§ YOUR OBJECTIVE
Please format the lines below as a JSON list of strings, one string per line with blank lines left out, starting at the line that contains "of every audi" and continuing through the final line.

§ SUPPLIED INFORMATION
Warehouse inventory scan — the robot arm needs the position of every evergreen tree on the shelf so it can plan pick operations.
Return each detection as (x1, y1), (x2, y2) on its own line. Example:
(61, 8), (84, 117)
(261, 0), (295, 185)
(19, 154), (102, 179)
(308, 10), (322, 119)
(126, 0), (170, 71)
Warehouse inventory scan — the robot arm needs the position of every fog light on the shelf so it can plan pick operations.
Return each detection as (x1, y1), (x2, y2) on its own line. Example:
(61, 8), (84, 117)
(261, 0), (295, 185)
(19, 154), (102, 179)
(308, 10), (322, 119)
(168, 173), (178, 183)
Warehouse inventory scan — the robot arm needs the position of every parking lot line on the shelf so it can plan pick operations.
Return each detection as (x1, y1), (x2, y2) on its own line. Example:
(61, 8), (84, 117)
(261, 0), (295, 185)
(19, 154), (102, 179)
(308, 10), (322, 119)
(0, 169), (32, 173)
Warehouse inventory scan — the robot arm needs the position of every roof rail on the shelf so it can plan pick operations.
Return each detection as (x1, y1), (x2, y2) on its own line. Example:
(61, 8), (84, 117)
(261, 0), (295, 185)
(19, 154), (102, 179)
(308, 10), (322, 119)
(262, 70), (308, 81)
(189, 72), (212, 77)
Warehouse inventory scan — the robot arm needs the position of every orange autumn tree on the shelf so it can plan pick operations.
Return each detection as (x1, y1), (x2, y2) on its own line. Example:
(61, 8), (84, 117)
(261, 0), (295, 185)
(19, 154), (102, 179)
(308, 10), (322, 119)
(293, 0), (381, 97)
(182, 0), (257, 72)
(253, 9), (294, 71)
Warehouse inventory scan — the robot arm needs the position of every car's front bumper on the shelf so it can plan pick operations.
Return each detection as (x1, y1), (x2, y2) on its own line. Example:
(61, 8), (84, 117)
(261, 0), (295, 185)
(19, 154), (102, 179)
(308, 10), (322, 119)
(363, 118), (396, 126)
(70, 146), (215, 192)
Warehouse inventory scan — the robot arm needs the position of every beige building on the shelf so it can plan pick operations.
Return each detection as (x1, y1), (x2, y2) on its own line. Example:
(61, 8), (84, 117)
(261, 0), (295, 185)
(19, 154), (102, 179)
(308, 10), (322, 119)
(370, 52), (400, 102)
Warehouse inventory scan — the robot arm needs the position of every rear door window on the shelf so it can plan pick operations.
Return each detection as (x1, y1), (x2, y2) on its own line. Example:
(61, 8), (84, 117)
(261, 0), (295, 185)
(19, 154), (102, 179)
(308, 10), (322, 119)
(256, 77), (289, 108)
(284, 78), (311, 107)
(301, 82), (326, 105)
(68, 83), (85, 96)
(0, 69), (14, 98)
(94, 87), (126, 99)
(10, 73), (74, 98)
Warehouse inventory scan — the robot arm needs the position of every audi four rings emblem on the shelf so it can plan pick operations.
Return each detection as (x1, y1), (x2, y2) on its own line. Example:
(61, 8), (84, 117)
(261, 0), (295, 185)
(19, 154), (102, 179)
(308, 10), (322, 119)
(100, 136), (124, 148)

§ ANSWER TO THIS PROBLEM
[
  "Warehouse inventory scan — the robot arm needs the position of every audi four rings emblem on the shelf so it can plan pick operations.",
  "Return each detection as (x1, y1), (x2, y2) on its own line. Example:",
  "(61, 8), (84, 117)",
  "(261, 0), (295, 185)",
  "(19, 154), (102, 179)",
  "(308, 10), (322, 119)",
  "(100, 136), (124, 148)"
]